TRECHO DO DOCUMENTO >>
Esses hábitos de consumo acabam por reacender hábitos morais ultrapassados, fortalecidos, ainda, pela cilada da memória de associar ao passado boas lembranças em um processo seletivo natural.
Mas é inevitável. A indústria do entretenimento é, em grande parte, progressista. Hollywood, romances e games aprenderam a fazer dinheiro das lutas identitárias em defesa das liberdades individuais.
Em The Last of us parte 2, os Estados Unidos continuam sendo o centro do mundo. A terra do Tio Sam se mostra globalizada, até os personagens que Ellie contracena são multiétnicos, uma judia e um asiático. Mas precisamos ainda fazer a mesma indagação que Fredric Jameson fez em 2000: “a globalização não seria um outro nome dado ao imperialismo norte-americano?”
É como no filme mais recente do Exterminador do Futuro, onde o empoderamento feminino é cultuado, mas é preciso levar Daniela (a versão feminina de John Connor), a esperança da humanidade, para os Estados Unidos, pois somente assim seria possível salvar o futuro.

TAREFAS PROPOSTAS >>
**a)** Responda às perguntas abaixo com base no trecho:
(i) O que Hollywood, romances e games aprenderam a fazer?
(ii) Em The Last of us parte 2, que país continua sendo o centro do mundo?
(iii) Quem é Daniela no filme mais recente do Exterminador do Futuro?
**b)** Substitua todas as ocorrências de “hábitos” por “costumes” no trecho que vai de “Esses hábitos de” a “processo seletivo natural.”, reescrevendo essa parte.

DADOS APRESENTADOS >>
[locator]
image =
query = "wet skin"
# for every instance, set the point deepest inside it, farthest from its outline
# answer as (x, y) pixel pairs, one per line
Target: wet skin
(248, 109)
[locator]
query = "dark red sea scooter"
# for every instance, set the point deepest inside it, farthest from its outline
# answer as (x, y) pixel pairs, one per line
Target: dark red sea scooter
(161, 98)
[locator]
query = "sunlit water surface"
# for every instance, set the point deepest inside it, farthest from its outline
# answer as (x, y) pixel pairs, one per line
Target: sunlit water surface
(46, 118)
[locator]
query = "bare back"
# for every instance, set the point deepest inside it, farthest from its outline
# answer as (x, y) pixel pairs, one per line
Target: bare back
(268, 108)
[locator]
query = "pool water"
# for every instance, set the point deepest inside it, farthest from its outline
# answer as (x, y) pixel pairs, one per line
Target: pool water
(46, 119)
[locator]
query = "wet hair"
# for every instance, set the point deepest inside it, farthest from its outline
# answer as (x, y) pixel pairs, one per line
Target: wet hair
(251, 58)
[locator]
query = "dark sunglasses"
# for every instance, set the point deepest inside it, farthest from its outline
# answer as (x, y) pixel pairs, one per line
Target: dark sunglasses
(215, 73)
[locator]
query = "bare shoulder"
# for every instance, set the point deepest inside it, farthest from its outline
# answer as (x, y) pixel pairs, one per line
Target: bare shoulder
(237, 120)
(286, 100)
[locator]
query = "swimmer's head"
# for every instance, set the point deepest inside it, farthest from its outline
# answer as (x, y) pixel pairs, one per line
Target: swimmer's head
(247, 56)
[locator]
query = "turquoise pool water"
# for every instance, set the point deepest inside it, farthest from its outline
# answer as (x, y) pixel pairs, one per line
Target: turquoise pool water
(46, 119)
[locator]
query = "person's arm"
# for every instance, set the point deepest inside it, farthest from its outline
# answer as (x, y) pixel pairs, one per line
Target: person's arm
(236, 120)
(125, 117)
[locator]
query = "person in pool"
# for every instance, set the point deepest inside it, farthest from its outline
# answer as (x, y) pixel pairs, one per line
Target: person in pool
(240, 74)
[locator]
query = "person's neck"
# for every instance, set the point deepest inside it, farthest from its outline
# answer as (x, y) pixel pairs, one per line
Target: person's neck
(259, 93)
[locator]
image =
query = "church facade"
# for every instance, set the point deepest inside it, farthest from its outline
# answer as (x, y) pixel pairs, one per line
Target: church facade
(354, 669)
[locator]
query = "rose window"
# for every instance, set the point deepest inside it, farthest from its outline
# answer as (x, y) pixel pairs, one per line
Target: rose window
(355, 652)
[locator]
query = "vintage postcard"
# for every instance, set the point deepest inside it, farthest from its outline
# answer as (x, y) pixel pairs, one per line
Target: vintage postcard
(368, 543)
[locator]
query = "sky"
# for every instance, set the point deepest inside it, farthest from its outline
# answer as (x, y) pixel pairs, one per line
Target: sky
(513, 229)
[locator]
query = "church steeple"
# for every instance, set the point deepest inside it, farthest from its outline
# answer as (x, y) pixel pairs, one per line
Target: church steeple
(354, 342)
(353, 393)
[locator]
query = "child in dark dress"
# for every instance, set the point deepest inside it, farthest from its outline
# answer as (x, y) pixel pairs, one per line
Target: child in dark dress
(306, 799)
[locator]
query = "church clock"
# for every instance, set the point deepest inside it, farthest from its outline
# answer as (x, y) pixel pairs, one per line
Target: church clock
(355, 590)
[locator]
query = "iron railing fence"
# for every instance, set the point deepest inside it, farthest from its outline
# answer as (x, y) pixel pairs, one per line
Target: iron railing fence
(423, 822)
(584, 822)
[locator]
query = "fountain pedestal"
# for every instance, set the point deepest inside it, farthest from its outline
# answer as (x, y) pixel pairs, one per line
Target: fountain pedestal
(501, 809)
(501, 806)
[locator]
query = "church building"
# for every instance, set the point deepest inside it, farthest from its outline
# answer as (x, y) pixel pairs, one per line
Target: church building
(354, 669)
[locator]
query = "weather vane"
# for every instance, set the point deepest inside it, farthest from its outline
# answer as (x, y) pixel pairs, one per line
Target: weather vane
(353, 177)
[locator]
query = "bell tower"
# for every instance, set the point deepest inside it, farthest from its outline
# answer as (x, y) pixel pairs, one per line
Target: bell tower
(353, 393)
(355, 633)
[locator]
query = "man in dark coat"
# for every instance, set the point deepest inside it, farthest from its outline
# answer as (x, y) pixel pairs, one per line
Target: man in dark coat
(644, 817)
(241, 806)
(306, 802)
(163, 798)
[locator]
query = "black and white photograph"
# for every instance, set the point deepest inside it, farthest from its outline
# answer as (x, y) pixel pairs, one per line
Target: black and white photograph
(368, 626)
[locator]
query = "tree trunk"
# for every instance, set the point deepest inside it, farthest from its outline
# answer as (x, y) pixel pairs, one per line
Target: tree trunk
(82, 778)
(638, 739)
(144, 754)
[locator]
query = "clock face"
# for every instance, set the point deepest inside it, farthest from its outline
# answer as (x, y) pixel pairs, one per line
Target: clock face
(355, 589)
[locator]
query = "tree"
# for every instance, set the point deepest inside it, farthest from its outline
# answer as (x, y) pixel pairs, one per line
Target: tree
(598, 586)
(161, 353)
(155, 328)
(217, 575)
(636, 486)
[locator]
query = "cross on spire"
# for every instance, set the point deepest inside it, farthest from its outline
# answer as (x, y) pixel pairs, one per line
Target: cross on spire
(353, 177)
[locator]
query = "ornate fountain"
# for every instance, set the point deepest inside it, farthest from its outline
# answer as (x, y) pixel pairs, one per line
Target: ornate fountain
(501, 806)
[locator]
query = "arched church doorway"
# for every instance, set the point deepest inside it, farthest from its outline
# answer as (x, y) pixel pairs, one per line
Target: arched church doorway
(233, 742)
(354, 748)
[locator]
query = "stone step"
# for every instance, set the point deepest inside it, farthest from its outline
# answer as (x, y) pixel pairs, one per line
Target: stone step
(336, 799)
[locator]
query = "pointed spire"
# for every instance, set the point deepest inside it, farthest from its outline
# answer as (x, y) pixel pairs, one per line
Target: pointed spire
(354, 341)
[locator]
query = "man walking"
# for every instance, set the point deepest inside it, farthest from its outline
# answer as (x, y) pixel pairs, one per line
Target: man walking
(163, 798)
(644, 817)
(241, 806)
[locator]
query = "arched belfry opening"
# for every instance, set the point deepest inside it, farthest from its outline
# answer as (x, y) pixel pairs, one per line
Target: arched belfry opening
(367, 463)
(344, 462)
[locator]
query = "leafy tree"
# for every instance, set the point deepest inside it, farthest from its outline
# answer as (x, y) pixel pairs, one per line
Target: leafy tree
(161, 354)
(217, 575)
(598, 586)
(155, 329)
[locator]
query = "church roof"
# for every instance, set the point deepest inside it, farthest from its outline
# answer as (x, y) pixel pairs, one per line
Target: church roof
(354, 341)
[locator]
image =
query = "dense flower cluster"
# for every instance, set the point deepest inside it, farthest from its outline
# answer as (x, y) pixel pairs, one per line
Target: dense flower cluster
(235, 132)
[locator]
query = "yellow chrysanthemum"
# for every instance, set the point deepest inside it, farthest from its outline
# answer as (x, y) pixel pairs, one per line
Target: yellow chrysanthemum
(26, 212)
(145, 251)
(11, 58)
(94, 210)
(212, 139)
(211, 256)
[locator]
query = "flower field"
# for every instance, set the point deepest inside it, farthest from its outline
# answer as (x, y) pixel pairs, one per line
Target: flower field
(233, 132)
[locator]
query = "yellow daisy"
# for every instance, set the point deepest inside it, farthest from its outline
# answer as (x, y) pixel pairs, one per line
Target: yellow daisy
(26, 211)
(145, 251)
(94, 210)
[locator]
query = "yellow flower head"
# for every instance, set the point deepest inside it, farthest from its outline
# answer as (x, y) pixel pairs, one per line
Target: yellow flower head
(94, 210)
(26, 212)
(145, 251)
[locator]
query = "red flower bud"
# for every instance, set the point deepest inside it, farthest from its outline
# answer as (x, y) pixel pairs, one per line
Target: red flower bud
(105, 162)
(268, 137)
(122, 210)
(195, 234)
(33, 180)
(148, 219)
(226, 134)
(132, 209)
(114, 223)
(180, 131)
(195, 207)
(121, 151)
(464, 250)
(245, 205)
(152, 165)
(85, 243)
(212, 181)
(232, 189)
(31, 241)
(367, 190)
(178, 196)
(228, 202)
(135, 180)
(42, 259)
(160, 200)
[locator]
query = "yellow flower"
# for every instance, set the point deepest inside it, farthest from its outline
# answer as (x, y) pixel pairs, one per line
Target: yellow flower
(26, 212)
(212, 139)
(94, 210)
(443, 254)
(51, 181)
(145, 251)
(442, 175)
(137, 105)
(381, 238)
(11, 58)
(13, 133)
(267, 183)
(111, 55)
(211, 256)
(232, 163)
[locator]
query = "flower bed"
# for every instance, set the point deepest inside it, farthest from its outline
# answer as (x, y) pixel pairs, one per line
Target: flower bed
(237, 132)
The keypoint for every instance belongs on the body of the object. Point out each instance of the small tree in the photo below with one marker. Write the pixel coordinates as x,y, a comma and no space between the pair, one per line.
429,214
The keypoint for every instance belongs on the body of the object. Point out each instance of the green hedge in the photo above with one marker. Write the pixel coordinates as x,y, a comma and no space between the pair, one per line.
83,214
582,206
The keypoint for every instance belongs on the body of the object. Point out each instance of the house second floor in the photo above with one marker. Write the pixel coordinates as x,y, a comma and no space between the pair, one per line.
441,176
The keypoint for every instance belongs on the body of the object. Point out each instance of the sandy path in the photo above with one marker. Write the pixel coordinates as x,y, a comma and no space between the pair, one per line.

RESULTADOS DAS TAREFAS >>
**a)**
(i) Aprenderam a fazer dinheiro das lutas identitárias em defesa das liberdades individuais.
(ii) Os Estados Unidos.
(iii) A versão feminina de John Connor, a esperança da humanidade.

**b)**
Esses costumes de consumo acabam por reacender costumes morais ultrapassados, fortalecidos, ainda, pela cilada da memória de associar ao passado boas lembranças em um processo seletivo natural.